GIVEN PROBLEM:
Your task is to transcribe the entries below exactly, beginning with the line containing "Study the picture above. For each instance of the tinted" and ending with the final line, and to add nothing else.

>> BEGIN PROVIDED ENTRIES

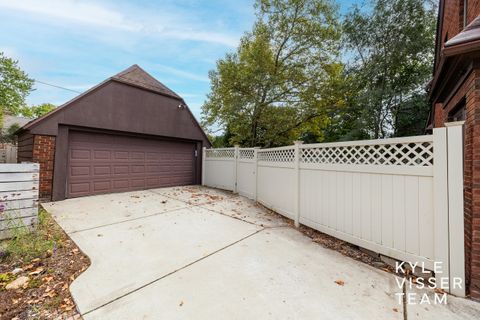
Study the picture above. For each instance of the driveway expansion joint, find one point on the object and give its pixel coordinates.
(173, 272)
(128, 220)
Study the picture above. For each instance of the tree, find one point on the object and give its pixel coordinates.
(275, 87)
(15, 85)
(37, 111)
(392, 47)
(8, 135)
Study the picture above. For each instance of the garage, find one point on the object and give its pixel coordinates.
(129, 132)
(103, 163)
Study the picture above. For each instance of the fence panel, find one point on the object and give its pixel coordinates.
(18, 196)
(8, 154)
(219, 168)
(400, 197)
(246, 171)
(376, 194)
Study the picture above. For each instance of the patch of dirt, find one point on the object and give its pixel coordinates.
(46, 295)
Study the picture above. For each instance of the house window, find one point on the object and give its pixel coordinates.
(458, 113)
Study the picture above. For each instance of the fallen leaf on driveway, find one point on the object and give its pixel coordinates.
(340, 282)
(36, 272)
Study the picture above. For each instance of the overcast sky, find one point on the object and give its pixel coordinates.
(77, 44)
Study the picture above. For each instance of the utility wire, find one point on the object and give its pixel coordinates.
(53, 85)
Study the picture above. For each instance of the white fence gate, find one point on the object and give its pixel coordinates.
(18, 196)
(8, 154)
(401, 197)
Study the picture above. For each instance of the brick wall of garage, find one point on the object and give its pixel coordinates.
(44, 154)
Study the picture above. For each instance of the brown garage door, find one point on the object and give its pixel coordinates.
(103, 163)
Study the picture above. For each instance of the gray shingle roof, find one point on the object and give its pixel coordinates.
(137, 76)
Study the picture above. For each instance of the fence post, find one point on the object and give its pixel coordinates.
(297, 183)
(235, 166)
(204, 154)
(255, 172)
(456, 206)
(440, 202)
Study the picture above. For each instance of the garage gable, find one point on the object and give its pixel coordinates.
(130, 101)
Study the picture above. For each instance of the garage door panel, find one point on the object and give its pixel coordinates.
(102, 163)
(101, 170)
(79, 154)
(76, 171)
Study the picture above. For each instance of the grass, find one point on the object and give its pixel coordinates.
(26, 244)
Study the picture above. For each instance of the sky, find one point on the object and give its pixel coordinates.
(76, 44)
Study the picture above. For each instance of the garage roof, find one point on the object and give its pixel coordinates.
(134, 76)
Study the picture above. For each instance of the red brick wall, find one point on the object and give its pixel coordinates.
(469, 91)
(472, 183)
(44, 154)
(453, 16)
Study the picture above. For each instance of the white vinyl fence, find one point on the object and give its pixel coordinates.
(18, 196)
(400, 197)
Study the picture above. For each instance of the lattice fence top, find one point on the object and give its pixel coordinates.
(282, 155)
(402, 154)
(220, 153)
(246, 153)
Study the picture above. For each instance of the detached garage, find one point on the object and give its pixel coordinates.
(130, 132)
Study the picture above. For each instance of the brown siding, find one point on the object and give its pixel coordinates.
(452, 22)
(25, 147)
(120, 107)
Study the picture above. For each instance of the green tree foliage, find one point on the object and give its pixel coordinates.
(15, 85)
(392, 46)
(279, 84)
(37, 111)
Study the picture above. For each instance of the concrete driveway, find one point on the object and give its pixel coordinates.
(199, 253)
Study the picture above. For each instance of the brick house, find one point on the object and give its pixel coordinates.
(455, 96)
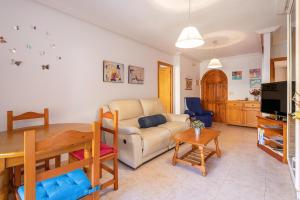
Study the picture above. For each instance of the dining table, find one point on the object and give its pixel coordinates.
(12, 148)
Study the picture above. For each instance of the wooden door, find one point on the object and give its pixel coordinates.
(235, 113)
(251, 111)
(214, 93)
(165, 85)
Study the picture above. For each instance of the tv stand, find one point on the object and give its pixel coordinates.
(272, 137)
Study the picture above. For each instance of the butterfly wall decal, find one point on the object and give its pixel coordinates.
(2, 40)
(45, 67)
(16, 62)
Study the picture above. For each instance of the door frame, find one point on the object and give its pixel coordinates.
(272, 67)
(171, 82)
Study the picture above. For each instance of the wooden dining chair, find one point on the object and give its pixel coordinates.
(107, 152)
(17, 171)
(65, 182)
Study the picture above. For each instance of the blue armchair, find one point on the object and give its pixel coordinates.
(195, 111)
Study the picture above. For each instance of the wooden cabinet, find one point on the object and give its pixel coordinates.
(242, 113)
(272, 137)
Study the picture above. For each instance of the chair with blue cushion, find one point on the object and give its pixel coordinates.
(195, 111)
(67, 182)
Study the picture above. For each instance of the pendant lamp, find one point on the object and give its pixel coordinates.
(189, 36)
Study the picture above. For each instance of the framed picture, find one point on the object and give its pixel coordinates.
(188, 84)
(135, 75)
(254, 73)
(237, 75)
(255, 83)
(113, 72)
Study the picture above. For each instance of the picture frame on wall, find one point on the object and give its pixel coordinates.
(237, 75)
(113, 72)
(135, 75)
(188, 84)
(255, 83)
(255, 73)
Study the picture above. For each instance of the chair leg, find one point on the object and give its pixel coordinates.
(57, 161)
(18, 176)
(116, 176)
(100, 170)
(47, 164)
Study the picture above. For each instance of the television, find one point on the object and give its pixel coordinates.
(274, 98)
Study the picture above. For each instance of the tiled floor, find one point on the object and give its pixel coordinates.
(244, 172)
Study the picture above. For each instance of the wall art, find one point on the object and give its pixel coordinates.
(45, 67)
(255, 83)
(188, 84)
(17, 27)
(237, 75)
(113, 72)
(13, 50)
(2, 40)
(135, 75)
(254, 73)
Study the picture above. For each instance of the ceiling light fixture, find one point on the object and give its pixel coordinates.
(215, 62)
(189, 36)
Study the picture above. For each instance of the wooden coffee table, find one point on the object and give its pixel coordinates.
(199, 153)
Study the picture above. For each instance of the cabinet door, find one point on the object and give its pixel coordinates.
(251, 117)
(234, 115)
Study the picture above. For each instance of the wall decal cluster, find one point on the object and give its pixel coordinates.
(16, 62)
(17, 51)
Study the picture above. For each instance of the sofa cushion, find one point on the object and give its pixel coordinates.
(151, 121)
(152, 106)
(133, 122)
(128, 108)
(154, 139)
(174, 127)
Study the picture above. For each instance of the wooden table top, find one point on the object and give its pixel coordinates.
(189, 136)
(11, 143)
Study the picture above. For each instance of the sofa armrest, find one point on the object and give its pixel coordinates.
(123, 129)
(178, 117)
(206, 112)
(129, 130)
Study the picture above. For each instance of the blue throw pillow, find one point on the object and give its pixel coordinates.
(151, 121)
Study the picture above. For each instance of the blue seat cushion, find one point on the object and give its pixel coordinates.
(151, 121)
(69, 186)
(194, 105)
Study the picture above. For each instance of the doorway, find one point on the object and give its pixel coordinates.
(165, 85)
(278, 69)
(214, 93)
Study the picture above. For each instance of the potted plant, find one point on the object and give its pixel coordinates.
(197, 125)
(256, 93)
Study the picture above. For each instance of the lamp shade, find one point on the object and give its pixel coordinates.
(189, 38)
(214, 63)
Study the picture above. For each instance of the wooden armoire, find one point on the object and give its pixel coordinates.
(214, 93)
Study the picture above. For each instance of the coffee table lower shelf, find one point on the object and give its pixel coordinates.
(195, 159)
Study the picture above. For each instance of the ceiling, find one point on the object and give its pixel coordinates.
(158, 23)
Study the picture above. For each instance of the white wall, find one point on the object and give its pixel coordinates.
(237, 89)
(188, 69)
(73, 88)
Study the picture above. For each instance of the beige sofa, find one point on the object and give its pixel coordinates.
(137, 145)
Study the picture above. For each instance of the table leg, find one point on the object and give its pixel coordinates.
(4, 180)
(218, 151)
(88, 154)
(202, 158)
(175, 153)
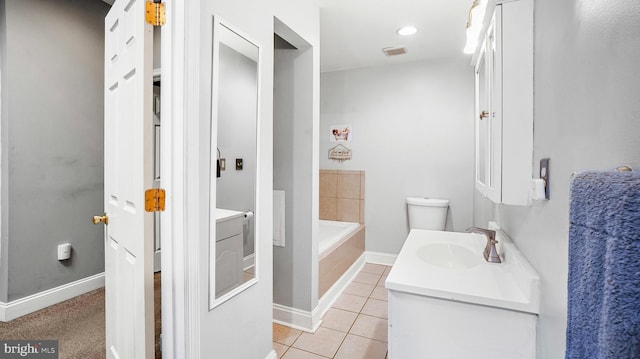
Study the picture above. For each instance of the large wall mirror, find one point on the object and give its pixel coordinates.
(234, 163)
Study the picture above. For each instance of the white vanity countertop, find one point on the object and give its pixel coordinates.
(224, 214)
(512, 284)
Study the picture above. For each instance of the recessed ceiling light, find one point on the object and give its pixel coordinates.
(407, 30)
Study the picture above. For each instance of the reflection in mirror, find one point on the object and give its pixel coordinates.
(235, 92)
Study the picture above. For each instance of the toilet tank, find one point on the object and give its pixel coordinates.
(427, 213)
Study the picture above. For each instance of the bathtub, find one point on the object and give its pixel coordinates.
(332, 234)
(340, 245)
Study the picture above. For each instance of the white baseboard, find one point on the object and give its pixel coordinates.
(310, 321)
(34, 302)
(380, 258)
(294, 318)
(248, 261)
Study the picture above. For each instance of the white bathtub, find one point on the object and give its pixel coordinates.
(332, 234)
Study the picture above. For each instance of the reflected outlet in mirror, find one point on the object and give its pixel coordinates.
(234, 134)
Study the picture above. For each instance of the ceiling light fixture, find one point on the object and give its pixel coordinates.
(406, 30)
(474, 23)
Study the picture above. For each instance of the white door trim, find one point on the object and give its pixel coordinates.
(179, 145)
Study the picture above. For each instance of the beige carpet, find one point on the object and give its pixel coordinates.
(78, 325)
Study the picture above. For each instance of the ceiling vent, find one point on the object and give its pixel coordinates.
(394, 51)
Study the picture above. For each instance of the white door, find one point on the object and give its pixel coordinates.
(127, 173)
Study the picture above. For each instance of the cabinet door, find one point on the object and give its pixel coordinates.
(488, 117)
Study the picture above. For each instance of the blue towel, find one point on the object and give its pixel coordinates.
(603, 319)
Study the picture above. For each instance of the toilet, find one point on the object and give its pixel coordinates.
(427, 213)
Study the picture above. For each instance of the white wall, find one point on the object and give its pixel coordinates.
(412, 131)
(586, 116)
(295, 265)
(242, 326)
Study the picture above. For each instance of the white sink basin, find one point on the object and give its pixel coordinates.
(448, 255)
(450, 265)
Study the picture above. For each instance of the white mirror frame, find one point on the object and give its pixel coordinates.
(218, 23)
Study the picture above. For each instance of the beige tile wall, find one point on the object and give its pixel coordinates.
(342, 195)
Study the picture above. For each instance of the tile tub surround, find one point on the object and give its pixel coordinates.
(342, 195)
(354, 328)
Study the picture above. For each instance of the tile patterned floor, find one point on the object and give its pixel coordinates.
(354, 328)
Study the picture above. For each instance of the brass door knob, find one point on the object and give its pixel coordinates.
(104, 219)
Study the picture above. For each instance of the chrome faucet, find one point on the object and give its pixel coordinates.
(490, 253)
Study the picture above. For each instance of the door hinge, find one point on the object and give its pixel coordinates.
(155, 13)
(154, 200)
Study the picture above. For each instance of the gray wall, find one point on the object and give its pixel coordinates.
(52, 144)
(412, 135)
(295, 280)
(586, 116)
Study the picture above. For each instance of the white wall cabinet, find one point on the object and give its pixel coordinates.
(504, 104)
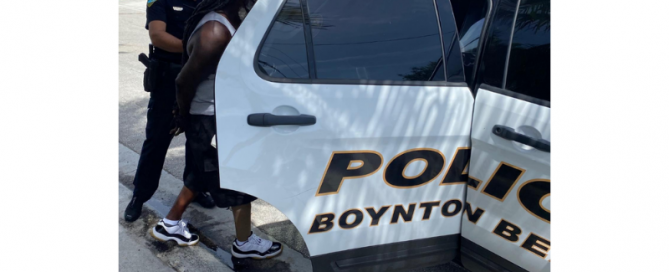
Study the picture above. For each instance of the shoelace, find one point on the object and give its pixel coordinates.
(182, 226)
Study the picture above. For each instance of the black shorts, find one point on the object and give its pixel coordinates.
(205, 176)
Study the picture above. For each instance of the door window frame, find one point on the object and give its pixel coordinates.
(311, 61)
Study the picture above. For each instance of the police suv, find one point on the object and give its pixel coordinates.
(395, 134)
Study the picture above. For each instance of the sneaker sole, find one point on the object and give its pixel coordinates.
(255, 256)
(160, 237)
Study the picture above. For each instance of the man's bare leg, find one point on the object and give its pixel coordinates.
(185, 197)
(242, 215)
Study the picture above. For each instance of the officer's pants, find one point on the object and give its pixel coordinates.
(158, 138)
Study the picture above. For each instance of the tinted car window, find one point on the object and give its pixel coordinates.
(454, 68)
(284, 53)
(375, 39)
(497, 45)
(470, 18)
(529, 62)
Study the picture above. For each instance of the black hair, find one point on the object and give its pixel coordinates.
(200, 11)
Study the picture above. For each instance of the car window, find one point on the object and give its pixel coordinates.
(394, 40)
(470, 18)
(528, 71)
(454, 68)
(493, 64)
(283, 53)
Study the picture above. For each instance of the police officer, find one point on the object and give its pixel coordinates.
(165, 20)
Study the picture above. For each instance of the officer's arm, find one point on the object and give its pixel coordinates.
(208, 48)
(163, 40)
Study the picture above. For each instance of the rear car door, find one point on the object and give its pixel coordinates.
(352, 118)
(508, 228)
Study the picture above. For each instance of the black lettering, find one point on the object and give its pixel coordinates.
(343, 166)
(501, 182)
(455, 173)
(376, 215)
(507, 231)
(537, 245)
(473, 216)
(428, 208)
(530, 196)
(321, 220)
(473, 182)
(447, 205)
(406, 216)
(356, 221)
(394, 173)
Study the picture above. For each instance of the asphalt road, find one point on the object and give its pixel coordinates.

>> END PROVIDED ENTRIES

RESULT OF THE TASK:
Study the picture above. For each instance of the tinted car window, find one point on the object and give its pixel coordinates.
(454, 68)
(284, 53)
(375, 39)
(497, 45)
(470, 18)
(529, 62)
Study the picture above. For each instance of the black hair, find one point on the object and give its pixel coordinates.
(200, 11)
Study the picture above. For each instance of the car window, find one point on the object and give its pixel coordinates.
(394, 40)
(470, 18)
(528, 71)
(454, 68)
(493, 64)
(283, 53)
Study the picture above. For each instance of the police officer, find one point on the object and give its pixel coordinates.
(165, 20)
Study the picture above. For each instance of the officer's arm, find one point on the object and give its pixel coordinates.
(208, 48)
(163, 40)
Study the picture above. For each instance of the rear car door, find one point on the object and give its pixel coordinates.
(352, 118)
(508, 228)
Study the picture above. For each instance of the black lettering, find one point on the object and give its pixel coordinates.
(343, 166)
(501, 182)
(455, 173)
(376, 215)
(507, 231)
(537, 245)
(473, 216)
(428, 208)
(530, 196)
(321, 220)
(473, 182)
(447, 205)
(406, 216)
(356, 221)
(394, 173)
Study the picture above. For each instance of the asphalt road, find one point on the object and give its pixel coordinates.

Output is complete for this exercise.